┌─ SUPPLIED RECORDS
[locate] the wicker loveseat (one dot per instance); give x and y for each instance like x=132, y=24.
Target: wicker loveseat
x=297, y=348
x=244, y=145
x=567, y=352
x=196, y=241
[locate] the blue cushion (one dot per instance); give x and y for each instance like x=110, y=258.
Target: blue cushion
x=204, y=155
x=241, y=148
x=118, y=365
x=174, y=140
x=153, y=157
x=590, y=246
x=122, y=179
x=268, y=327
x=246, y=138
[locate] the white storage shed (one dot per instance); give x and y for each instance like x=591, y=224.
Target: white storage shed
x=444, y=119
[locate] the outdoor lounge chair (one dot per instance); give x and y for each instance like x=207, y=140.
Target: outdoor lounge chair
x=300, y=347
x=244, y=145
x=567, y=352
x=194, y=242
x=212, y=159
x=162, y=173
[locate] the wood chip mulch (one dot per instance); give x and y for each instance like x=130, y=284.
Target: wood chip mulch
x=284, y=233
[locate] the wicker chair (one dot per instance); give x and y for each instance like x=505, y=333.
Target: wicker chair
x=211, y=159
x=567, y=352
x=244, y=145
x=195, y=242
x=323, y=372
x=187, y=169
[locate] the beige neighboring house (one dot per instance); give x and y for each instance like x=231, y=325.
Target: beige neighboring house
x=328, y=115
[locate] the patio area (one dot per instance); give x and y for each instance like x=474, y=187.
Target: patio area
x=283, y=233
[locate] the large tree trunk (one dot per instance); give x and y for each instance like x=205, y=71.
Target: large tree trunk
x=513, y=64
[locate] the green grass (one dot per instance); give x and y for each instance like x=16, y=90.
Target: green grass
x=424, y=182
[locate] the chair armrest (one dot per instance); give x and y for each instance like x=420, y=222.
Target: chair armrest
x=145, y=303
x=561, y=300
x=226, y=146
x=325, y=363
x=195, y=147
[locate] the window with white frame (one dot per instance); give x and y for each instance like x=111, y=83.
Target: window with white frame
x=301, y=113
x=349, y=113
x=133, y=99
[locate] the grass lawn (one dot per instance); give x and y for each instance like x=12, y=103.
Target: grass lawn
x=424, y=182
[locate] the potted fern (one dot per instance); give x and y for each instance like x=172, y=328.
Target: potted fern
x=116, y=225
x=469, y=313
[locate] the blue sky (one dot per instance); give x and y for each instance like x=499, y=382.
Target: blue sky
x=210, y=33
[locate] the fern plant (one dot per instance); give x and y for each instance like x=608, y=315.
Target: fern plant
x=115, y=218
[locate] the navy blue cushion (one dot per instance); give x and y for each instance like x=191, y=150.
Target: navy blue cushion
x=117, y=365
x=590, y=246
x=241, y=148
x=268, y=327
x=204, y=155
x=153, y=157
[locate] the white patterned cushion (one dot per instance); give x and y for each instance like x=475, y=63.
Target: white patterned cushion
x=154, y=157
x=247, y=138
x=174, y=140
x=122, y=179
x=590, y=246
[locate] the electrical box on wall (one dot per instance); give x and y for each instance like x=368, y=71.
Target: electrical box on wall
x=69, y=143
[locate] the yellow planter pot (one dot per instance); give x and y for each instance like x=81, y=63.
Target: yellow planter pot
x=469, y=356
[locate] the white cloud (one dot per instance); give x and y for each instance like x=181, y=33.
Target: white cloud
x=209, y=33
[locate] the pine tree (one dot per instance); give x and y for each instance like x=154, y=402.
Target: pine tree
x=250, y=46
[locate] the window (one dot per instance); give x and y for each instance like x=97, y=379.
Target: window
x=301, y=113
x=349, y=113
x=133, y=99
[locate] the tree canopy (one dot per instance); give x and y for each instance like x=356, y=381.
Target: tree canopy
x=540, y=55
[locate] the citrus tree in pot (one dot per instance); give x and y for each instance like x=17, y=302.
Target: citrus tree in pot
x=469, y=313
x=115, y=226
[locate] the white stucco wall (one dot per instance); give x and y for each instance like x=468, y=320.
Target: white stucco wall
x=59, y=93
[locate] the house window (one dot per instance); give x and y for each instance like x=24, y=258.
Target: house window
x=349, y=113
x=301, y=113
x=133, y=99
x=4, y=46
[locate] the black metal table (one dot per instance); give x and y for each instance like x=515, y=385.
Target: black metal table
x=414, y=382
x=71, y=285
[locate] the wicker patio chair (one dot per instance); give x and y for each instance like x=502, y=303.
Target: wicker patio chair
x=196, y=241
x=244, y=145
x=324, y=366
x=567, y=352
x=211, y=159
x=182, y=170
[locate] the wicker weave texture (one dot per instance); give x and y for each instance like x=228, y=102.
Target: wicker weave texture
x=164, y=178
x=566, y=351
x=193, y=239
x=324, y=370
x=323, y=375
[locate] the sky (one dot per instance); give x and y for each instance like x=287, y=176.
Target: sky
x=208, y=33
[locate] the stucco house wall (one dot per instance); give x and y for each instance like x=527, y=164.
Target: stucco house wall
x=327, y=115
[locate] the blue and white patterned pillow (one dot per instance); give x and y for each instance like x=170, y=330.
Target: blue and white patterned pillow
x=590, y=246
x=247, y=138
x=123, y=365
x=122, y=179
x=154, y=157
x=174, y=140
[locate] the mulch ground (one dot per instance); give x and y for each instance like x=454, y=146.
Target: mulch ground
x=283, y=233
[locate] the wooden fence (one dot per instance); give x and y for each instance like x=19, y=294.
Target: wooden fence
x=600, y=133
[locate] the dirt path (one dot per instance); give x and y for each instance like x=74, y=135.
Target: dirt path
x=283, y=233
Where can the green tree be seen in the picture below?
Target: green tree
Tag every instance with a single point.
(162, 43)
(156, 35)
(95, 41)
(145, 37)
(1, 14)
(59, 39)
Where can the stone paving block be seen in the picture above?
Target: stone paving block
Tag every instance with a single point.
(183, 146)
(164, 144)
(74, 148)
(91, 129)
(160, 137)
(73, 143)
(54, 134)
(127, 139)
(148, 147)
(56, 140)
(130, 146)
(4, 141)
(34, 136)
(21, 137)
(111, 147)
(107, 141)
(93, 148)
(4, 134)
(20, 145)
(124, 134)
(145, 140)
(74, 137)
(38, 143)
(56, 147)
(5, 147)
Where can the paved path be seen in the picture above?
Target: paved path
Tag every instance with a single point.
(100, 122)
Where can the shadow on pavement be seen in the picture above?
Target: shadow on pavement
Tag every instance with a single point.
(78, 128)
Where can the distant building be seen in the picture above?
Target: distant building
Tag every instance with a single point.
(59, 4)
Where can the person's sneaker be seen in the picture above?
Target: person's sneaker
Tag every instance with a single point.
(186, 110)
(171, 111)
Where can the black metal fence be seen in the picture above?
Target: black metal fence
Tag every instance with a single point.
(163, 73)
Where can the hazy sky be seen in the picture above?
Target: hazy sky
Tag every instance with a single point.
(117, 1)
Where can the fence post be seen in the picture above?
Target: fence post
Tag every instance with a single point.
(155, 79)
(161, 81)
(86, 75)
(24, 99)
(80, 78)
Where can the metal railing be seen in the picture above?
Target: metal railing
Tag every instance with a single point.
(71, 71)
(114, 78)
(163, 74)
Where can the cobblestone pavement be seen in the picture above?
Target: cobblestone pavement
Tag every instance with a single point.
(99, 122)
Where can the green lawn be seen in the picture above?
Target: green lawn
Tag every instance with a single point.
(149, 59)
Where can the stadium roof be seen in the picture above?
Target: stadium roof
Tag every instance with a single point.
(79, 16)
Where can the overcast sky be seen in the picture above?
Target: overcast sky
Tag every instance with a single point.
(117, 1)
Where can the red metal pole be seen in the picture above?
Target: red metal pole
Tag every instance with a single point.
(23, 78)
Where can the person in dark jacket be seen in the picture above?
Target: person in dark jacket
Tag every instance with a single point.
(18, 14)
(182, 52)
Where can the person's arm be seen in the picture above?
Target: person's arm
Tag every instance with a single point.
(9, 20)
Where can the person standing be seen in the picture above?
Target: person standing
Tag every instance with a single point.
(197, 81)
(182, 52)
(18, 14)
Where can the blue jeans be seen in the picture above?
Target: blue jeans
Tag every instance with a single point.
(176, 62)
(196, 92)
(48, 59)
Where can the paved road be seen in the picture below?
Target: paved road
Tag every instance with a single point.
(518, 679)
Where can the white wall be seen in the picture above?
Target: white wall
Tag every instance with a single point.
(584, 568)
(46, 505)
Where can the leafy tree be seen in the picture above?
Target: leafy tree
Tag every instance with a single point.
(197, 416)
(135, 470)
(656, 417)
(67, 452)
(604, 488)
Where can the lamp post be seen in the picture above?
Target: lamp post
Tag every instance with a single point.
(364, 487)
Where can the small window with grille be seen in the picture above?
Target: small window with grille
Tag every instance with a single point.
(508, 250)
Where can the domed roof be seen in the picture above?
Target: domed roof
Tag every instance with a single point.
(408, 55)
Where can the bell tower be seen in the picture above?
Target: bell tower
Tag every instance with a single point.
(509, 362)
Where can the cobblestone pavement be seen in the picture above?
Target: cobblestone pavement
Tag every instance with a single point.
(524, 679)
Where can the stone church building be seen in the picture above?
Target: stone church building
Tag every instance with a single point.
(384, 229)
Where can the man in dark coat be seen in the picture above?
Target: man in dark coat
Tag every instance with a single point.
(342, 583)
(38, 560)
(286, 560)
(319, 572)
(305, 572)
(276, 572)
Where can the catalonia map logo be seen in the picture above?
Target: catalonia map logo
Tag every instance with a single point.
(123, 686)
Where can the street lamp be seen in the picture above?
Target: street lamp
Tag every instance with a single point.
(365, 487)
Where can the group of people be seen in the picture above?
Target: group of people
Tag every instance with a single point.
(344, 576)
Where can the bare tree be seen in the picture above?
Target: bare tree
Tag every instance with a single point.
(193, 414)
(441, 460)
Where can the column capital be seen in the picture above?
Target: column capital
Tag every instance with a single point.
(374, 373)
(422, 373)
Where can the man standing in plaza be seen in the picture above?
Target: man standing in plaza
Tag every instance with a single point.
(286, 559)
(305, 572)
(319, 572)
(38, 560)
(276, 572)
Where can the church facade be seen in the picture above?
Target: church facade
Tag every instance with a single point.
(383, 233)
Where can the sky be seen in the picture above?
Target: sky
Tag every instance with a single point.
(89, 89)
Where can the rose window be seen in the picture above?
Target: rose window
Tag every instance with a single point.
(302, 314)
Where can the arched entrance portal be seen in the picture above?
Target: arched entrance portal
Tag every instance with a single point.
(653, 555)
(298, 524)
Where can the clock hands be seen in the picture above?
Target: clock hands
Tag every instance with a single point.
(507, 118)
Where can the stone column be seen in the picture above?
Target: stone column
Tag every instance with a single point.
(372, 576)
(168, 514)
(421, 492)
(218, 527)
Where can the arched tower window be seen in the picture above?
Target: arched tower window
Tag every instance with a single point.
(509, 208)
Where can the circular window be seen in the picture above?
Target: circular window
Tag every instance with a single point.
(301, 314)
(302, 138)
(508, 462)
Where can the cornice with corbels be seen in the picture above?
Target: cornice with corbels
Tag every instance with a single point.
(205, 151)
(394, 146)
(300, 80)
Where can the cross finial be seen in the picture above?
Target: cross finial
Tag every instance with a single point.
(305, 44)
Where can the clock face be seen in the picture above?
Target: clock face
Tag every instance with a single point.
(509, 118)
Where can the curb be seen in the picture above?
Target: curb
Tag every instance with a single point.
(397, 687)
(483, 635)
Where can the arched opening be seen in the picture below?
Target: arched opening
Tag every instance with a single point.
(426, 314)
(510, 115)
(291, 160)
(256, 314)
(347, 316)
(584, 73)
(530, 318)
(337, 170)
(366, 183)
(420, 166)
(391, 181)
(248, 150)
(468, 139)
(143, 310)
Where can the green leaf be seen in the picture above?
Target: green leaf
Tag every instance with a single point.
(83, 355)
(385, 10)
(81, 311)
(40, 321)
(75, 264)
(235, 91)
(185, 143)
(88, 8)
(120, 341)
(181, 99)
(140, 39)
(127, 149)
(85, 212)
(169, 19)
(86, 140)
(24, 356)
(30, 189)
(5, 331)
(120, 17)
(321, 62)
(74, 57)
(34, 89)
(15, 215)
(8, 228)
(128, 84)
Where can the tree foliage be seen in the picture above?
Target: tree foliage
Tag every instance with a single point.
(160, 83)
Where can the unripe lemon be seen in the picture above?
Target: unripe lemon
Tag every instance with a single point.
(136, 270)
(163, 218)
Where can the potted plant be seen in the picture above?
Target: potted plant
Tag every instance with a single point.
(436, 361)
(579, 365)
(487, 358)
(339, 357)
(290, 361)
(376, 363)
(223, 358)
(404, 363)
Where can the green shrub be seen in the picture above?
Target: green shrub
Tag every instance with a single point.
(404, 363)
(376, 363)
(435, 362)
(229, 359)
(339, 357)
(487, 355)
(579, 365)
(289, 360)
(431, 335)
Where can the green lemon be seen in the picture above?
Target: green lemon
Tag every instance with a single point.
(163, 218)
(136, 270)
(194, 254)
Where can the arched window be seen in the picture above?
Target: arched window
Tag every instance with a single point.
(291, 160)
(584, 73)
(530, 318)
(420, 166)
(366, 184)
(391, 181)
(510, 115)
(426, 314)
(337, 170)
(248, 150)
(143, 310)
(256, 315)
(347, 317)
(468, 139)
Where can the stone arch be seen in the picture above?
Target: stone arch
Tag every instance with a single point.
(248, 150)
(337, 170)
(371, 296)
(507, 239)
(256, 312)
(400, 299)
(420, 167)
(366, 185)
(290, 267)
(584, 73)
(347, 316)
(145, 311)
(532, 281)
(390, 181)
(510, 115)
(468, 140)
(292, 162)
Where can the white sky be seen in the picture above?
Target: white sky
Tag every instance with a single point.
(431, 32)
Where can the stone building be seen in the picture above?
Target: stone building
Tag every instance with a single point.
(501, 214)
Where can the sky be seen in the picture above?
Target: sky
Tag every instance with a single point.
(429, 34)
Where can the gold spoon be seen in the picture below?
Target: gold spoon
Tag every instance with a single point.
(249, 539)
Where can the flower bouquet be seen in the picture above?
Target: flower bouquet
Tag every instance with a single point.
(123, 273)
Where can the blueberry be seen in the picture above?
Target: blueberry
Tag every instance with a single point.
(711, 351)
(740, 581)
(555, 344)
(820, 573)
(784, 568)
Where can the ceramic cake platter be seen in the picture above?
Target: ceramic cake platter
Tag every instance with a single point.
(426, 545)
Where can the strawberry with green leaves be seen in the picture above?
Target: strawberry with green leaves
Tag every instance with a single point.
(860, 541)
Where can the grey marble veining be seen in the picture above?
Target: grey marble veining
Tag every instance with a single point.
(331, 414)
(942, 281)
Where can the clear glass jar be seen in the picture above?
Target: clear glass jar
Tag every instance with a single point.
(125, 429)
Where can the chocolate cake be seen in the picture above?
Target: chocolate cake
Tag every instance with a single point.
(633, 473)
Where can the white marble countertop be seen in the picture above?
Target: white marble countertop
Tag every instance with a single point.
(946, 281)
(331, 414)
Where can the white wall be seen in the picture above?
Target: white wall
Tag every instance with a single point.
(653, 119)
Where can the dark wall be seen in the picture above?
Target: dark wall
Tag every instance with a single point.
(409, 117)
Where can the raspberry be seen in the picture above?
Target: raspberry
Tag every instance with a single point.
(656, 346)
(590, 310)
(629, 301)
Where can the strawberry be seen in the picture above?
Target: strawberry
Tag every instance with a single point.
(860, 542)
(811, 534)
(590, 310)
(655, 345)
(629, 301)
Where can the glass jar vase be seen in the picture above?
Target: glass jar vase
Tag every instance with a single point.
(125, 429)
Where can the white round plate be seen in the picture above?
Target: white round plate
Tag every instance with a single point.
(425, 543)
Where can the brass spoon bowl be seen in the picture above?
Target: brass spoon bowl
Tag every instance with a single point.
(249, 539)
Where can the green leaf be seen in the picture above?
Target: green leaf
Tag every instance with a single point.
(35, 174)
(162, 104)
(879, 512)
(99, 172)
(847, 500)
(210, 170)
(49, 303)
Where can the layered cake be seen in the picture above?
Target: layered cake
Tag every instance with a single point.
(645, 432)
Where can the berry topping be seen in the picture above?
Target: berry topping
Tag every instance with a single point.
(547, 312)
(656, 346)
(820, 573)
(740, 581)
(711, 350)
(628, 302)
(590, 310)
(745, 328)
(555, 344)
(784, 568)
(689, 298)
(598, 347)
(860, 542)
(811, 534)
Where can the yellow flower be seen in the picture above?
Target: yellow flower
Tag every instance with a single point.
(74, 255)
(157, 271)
└─
# TASK TO COMPLETE
Starting at the line above that holds "Target: wood chip mulch" and ending at the line that holds "[locate] the window with", transcribe each line exactly and include no other lines.

# WRITTEN RESPONSE
Target: wood chip mulch
x=284, y=233
[locate] the wicker chair (one dot per instance); give x and y for each instance like x=505, y=333.
Target: wicker chair
x=211, y=159
x=567, y=352
x=244, y=145
x=195, y=242
x=323, y=372
x=187, y=169
[locate] the beige neighboring house (one dot per instance); give x and y for each instance like x=231, y=325.
Target: beige neighboring house
x=328, y=115
[locate] the patio area (one dot per instance); give x and y for each instance like x=474, y=187.
Target: patio area
x=283, y=233
[locate] the large tree trunk (one dot per instance); give x and y for each instance like x=205, y=71.
Target: large tree trunk
x=513, y=64
[locate] the green grass (one dot per instance); give x and y for each instance like x=16, y=90.
Target: green grass
x=424, y=182
[locate] the chair armrest (one dot per instance); give x and y for each instance like x=420, y=222.
Target: chair armrest
x=145, y=303
x=561, y=300
x=226, y=146
x=325, y=363
x=195, y=147
[locate] the window with white frame (one dot per instance); give x and y for each instance like x=111, y=83.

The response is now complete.